Start of Records shown
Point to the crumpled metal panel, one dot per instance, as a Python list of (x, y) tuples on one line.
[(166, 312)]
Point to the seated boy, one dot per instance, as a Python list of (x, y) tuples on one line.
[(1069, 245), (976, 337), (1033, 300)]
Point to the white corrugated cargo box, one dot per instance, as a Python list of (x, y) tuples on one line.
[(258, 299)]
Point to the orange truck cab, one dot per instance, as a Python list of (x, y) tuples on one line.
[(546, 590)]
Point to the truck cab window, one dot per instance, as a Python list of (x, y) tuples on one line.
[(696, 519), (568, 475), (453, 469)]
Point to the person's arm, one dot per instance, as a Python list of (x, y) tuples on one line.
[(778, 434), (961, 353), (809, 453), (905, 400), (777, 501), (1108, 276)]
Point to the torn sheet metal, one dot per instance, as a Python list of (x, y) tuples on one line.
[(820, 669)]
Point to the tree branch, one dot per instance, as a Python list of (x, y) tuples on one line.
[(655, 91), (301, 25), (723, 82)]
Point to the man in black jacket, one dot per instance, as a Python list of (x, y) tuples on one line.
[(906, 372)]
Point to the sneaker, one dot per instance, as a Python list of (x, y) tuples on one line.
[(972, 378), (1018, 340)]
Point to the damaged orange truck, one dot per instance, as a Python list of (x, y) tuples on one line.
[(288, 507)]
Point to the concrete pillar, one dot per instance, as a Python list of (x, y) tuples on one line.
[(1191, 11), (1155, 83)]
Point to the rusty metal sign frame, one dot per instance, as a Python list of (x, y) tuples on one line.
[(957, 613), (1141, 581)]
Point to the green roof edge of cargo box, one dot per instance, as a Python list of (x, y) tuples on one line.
End of Records shown
§ Brief
Lines from the one containing "Point to the sneaker, one" through the last line of the data above are the only output wanted; restate them exactly.

§ Output for this exercise
Point to the sneaker, one dot per instance, as a Python list of (x, y) tuples on one line.
[(972, 378), (1018, 340)]
Point to the damaged orange truck, one dot per instance, as a Python list of (x, y) tuples on one line.
[(288, 507)]
Point to the concrete pillar, one dot per instance, as a Python list of (x, y) tuples on one line.
[(1191, 11), (1155, 83)]
Point to the rusty metal sign frame, one dot per instance, as a Python list of (x, y) tuples on one line.
[(957, 613), (1141, 581)]
Point to the green roof edge of cargo box, one dot per instance, as a Python list of (x, y) tuples on one line.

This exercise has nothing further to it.